PARTS OF THE EXERCISE:
a – Answer these questions from the forum thread about zebra danios in a 10 gallon aquarium, labeling each answer with its matching marker:
(i) According to RockabillyChick, what size of group do zebra danios need?
(ii) How many zebra danios does kristian18f keep in a 10 gallon tank?
(iii) What size of tank did Magdelaine move her fish into?
b – Extend the forum thread about zebra danios in a 10 gallon aquarium with a new reply that follows its last post.

TEXT PROVIDED:

# How many zebra danios?



## The Hinn

How many zebra danios can live happily in a 10 gallon aquarium? Post please.


----------



## RockabillyChick

none. they are schooling fish, need to be in groups of 6 or more, and while technically you can put that many in a 10 gallon, they will not have enough room to swim. they are very spastic, hyper little fish and need a lot of room to swim


----------



## kristian18f

A school is technically 3, but 6 or more is best. I have 4 in my 10gal, and they seem fine.


----------



## Chazwick

I think you could happily have 4/5 in a 10gallon


----------



## The Hinn

thanks for the imput


----------



## Magdelaine

I had four and I thought they were quite happy, then one died.  With three, they got even more spastic about chasing each other and nipped fins became an issue (they are long-finned). Now that I've moved them to a 29 gallon they have enough room to get away from one another and nipped fins are growing back. I would have to say now that a 10 gallon _is_ too small for these fish, but if you've already got some keep no less than four.


----------



## Damon

There is no magic number to be classified as a school.

[Data taken from a collection]
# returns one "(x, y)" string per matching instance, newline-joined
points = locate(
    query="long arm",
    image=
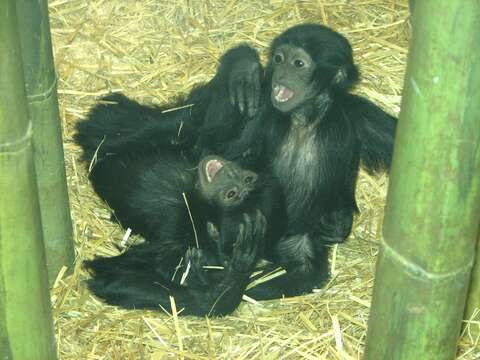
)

RESPONSES TO THE EXERCISE:
a –
(i) Groups of 6 or more
(ii) 4
(iii) A 29 gallon tank

b –
----------



## kristian18f

My long finned zebras seem more agressive than the others as well. It also seems like my long finned guy doesn't school with the others. Stick to one type, and defentally if you have other fish with long fins, get the short finned danios.


----------



## ron v

Long finned zebra probably can't keep up with the others. Aggression may be from frustration. Still a schooling fish with no one to school with.


----------



## Magdelaine

my lf danios do not bother my fancy guppy male at all, they only chase each other. I think they started going crazy because of the combo small number/small size tank. Now they are doing much better. I really prefer the lf type to the regular, short finned guys.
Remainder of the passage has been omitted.